**Exercise description**
Write out every one of the entries below word for word, and leave the pictures out.

**Available data**
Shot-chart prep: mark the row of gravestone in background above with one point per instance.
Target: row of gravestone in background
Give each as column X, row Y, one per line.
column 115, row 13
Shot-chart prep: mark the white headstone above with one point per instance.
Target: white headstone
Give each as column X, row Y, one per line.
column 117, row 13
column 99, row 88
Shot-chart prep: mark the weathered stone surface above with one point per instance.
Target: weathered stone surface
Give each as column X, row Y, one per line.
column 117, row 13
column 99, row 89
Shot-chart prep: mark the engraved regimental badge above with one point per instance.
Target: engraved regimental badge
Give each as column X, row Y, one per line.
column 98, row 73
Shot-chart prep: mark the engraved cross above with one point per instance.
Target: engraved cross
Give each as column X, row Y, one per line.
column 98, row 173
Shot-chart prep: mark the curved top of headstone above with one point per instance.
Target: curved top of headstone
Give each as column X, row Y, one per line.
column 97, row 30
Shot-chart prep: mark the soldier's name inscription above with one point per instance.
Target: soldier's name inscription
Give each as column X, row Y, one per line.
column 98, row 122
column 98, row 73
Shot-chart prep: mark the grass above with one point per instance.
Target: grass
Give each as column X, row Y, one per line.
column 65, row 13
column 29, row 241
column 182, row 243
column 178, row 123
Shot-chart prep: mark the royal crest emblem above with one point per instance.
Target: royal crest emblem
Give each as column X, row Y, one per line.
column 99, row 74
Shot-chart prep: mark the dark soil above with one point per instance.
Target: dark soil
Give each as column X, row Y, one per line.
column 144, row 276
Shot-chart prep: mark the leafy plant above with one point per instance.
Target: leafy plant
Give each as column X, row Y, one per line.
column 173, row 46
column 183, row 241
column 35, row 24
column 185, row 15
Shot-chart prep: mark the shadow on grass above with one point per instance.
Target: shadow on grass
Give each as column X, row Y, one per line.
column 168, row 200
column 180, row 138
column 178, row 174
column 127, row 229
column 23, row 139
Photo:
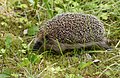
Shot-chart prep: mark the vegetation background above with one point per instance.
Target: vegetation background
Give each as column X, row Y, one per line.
column 19, row 23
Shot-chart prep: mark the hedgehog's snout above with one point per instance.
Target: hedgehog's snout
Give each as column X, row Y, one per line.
column 37, row 45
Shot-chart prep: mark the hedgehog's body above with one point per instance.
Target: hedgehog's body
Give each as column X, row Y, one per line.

**Final result**
Shot-chart prep: mark the row of gravestone in background above with one point per instance.
Target: row of gravestone in background
Give each as column X, row Y, one per line.
column 115, row 13
Shot-chart prep: mark the white headstone above with one point per instance.
Target: white headstone
Give each as column X, row Y, one per line.
column 117, row 13
column 99, row 88
Shot-chart prep: mark the weathered stone surface above with one point per instance.
Target: weathered stone surface
Give each as column X, row Y, one per line.
column 117, row 13
column 99, row 89
Shot-chart prep: mark the engraved regimental badge above with one point per instance.
Target: engraved regimental badge
Give each as column X, row Y, one per line.
column 98, row 73
Shot-chart prep: mark the engraved cross above with one point per instance.
Target: engraved cross
Give each as column X, row Y, one per line.
column 98, row 173
Shot-chart prep: mark the curved top of headstone above with one point per instance.
Target: curved top of headstone
Give each as column X, row Y, one per line.
column 97, row 30
Shot-chart prep: mark the soldier's name inscription above with one point per instance.
Target: soldier's name inscription
Give each as column X, row Y, one per line.
column 98, row 122
column 98, row 73
Shot-chart prep: mark the grass above with one point per instance.
Target: grass
Give each as column X, row Y, one per line.
column 65, row 13
column 29, row 241
column 182, row 243
column 178, row 123
Shot-chart prep: mark the royal crest emblem above with one point per instance.
Target: royal crest emblem
Give each as column X, row Y, one per line.
column 99, row 74
Shot-chart prep: mark the dark soil above with one point per instance.
Target: dark soil
Give each as column X, row Y, one per line.
column 144, row 276
Shot-chart prep: mark the leafy plant above with one point per instance.
Target: leafy plant
Give each as column X, row Y, one per line.
column 173, row 46
column 183, row 241
column 35, row 24
column 185, row 15
Shot-chart prep: mark the shadow on grass above with one point per instance.
Target: shadow on grass
Give each as column X, row Y, one per line.
column 168, row 200
column 180, row 138
column 178, row 174
column 127, row 229
column 23, row 139
Photo:
Shot-chart prep: mark the vegetation background above with one point per instance.
Target: vegetation background
Give each as column X, row Y, one per line.
column 19, row 23
Shot-chart prep: mark the hedgehog's snout above with one point per instance.
Target: hedgehog's snout
Give each as column X, row Y, one per line.
column 37, row 45
Shot-chart prep: mark the hedgehog's body above with one point per instance.
Target: hedgehog's body
Give each as column X, row Y, one per line.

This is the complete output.